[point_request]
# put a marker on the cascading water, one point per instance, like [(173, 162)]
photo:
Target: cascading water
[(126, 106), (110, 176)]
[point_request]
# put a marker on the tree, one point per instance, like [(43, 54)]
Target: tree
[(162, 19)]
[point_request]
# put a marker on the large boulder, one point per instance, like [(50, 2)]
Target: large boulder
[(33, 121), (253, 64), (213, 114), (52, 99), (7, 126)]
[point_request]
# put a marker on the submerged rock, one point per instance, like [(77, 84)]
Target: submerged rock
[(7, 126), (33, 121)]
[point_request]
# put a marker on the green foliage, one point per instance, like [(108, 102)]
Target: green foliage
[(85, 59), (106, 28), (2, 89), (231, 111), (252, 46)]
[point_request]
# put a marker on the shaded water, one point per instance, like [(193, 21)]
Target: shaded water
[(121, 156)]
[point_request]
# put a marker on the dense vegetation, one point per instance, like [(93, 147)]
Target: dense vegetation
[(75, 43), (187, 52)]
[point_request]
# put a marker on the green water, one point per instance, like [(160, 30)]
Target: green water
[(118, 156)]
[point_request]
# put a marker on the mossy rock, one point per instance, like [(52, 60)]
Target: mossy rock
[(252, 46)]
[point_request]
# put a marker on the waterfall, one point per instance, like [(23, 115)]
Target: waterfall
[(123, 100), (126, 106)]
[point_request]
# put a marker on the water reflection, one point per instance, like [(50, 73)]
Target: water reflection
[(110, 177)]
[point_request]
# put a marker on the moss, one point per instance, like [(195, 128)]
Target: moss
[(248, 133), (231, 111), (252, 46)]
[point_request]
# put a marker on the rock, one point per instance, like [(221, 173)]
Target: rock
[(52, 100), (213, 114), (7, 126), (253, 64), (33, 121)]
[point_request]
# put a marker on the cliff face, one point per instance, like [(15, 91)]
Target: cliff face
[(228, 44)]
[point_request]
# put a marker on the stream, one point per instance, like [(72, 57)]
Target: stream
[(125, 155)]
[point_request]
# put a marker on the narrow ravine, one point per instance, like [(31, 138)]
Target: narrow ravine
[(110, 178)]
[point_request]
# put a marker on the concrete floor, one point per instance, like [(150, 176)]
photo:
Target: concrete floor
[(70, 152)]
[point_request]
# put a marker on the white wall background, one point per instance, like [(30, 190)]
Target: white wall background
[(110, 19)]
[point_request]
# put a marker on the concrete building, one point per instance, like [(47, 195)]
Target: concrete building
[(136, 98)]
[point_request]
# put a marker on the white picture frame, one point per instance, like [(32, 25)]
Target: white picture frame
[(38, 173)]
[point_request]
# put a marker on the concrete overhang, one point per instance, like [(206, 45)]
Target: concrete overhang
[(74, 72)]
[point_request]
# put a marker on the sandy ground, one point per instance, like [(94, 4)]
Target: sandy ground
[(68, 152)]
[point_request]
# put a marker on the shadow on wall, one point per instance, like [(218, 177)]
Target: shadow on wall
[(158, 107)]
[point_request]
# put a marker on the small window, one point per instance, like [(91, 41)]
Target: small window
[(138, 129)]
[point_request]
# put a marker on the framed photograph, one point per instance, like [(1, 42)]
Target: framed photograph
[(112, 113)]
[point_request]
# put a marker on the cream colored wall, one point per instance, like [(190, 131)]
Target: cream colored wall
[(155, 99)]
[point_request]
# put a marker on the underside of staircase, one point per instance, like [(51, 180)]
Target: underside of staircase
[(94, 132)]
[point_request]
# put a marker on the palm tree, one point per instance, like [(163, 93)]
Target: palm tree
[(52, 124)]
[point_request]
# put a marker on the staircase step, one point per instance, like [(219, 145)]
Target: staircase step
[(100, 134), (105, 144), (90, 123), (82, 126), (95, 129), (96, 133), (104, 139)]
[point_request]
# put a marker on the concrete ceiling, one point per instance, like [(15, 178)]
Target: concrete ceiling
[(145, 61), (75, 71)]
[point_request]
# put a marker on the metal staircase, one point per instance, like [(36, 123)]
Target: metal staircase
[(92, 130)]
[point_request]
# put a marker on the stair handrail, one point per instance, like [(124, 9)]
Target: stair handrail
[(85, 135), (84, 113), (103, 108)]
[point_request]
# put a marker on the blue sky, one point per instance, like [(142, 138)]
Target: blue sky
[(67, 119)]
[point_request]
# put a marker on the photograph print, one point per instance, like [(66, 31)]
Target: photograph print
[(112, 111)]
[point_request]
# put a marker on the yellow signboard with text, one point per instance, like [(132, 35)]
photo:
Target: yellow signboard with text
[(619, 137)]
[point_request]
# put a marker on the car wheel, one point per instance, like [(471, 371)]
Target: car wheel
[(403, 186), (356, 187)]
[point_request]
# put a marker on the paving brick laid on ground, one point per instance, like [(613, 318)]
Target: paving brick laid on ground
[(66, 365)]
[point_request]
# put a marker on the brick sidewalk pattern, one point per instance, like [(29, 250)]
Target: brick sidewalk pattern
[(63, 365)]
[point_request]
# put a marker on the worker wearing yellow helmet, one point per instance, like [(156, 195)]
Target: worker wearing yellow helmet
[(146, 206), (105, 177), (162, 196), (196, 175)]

**Try it**
A word-for-word copy of the data above is the goal, so set it all down again.

**Answer area**
[point_request]
# put a marker on the cascading water, one point per instance, like [(173, 162)]
photo:
Target: cascading water
[(126, 106), (110, 176)]
[point_request]
# put a marker on the tree, one point per instance, like [(43, 54)]
Target: tree
[(162, 19)]
[point_request]
# put a marker on the large boulder, one point per instance, like [(50, 2)]
Target: large boulder
[(33, 121), (253, 64), (213, 114), (52, 99), (7, 126)]
[point_request]
# put a marker on the submerged rock, one point per instance, like [(77, 84)]
Target: submerged rock
[(7, 126), (33, 121)]
[point_request]
# put a marker on the green foliage, one point per instance, like [(108, 102)]
Target: green foliage
[(85, 59), (106, 28), (2, 89), (231, 111), (252, 46)]
[point_request]
# put a marker on the shaded water, one point per instance, like [(193, 21)]
Target: shaded water
[(121, 156)]
[point_request]
# put a marker on the dense vegetation, one point per instance, like [(93, 147)]
Target: dense vegetation
[(75, 43), (187, 52)]
[point_request]
# put a marker on the green water, one point per instance, like [(160, 30)]
Target: green water
[(118, 156)]
[point_request]
# put a marker on the mossy rock, one point per instance, like [(52, 60)]
Target: mossy rock
[(252, 46)]
[point_request]
# put a marker on the waterfall, one point per instance, like [(23, 115)]
Target: waterfall
[(123, 100), (126, 106)]
[point_request]
# put a marker on the water reflection, one point per instance, like [(50, 73)]
Target: water reflection
[(110, 177)]
[point_request]
# put a marker on the moss, one point per instance, like [(195, 128)]
Target: moss
[(248, 133), (231, 111), (252, 46)]
[point_request]
# put a marker on the rock, one point per instance, like [(221, 173)]
Target: rock
[(52, 100), (213, 114), (7, 126), (253, 64), (33, 121)]
[point_request]
# put a marker on the cliff face, one point per instance, like [(15, 91)]
Target: cliff face
[(228, 44)]
[point_request]
# put a marker on the stream, one point per instance, like [(72, 57)]
Target: stream
[(125, 155)]
[point_request]
# put a marker on the narrow ravine, one point per instance, like [(31, 138)]
Target: narrow ravine
[(110, 178)]
[point_request]
# put a marker on the concrete floor, one point per instance, like [(150, 176)]
photo:
Target: concrete floor
[(70, 152)]
[point_request]
# put a marker on the white wall background, one point per instance, like [(30, 190)]
Target: white wall background
[(110, 19)]
[point_request]
# put a marker on the concrete building, one point per instance, like [(47, 195)]
Target: concrete building
[(136, 98)]
[point_request]
# put a marker on the white picture frame, one point per instance, like [(32, 25)]
Target: white picture frame
[(38, 173)]
[point_request]
# put a marker on the concrete overhang, one point per instance, like [(206, 45)]
Target: concrete overhang
[(74, 72)]
[point_request]
# put a marker on the sandy ground, one point per instance, like [(94, 4)]
Target: sandy ground
[(68, 152)]
[point_request]
# put a marker on the shadow on wall, one point per instance, like [(218, 177)]
Target: shadow on wall
[(158, 107)]
[point_request]
# put a marker on the small window, one point per instance, like [(91, 41)]
Target: small window
[(138, 129)]
[point_request]
# put a marker on the framed photograph, one point per instance, like [(1, 42)]
Target: framed photograph
[(112, 113)]
[point_request]
# put a marker on the cream colored wall, one point per instance, like [(190, 131)]
Target: cream colored wall
[(155, 99)]
[point_request]
# put a marker on the underside of staircase, one point per instance, like [(51, 180)]
Target: underside of staircase
[(94, 132)]
[point_request]
# put a marker on the palm tree, one point per instance, like [(163, 93)]
Target: palm tree
[(52, 124)]
[point_request]
# put a marker on the staircase step, one point per instance, like [(219, 145)]
Target: staircase step
[(100, 134), (105, 144), (90, 123), (82, 126), (95, 129), (96, 133), (104, 139)]
[point_request]
# put a marker on the concrete ceiling, one point per instance, like [(15, 178)]
Target: concrete ceiling
[(145, 61), (75, 71)]
[point_request]
# put a marker on the metal staircase, one point per instance, like [(36, 123)]
Target: metal staircase
[(92, 130)]
[point_request]
# put a marker on the stair handrail, one point per instance, like [(124, 9)]
Target: stair handrail
[(85, 135), (84, 113), (103, 108)]
[point_request]
# put a marker on the blue sky, one point per instance, like [(142, 138)]
Target: blue sky
[(67, 119)]
[point_request]
# put a marker on the photograph print, one point per instance, like [(66, 31)]
Target: photograph print
[(112, 111)]
[point_request]
# put a marker on the yellow signboard with text, one point per instance, like [(132, 35)]
photo:
Target: yellow signboard with text
[(619, 137)]
[point_request]
# put a marker on the car wheel, one point per instance, like [(471, 371)]
Target: car wheel
[(403, 186), (356, 187)]
[point_request]
# put a marker on the paving brick laid on ground, one point per instance, like [(613, 318)]
Target: paving brick laid on ground
[(66, 365)]
[point_request]
# put a marker on the brick sidewalk pattern, one point per instance, like [(29, 250)]
Target: brick sidewalk pattern
[(63, 365)]
[point_request]
# put a marker on the worker wearing yellow helmet, one point per instance, like [(156, 195)]
Target: worker wearing yellow helmet
[(146, 206), (105, 177), (162, 196), (196, 175)]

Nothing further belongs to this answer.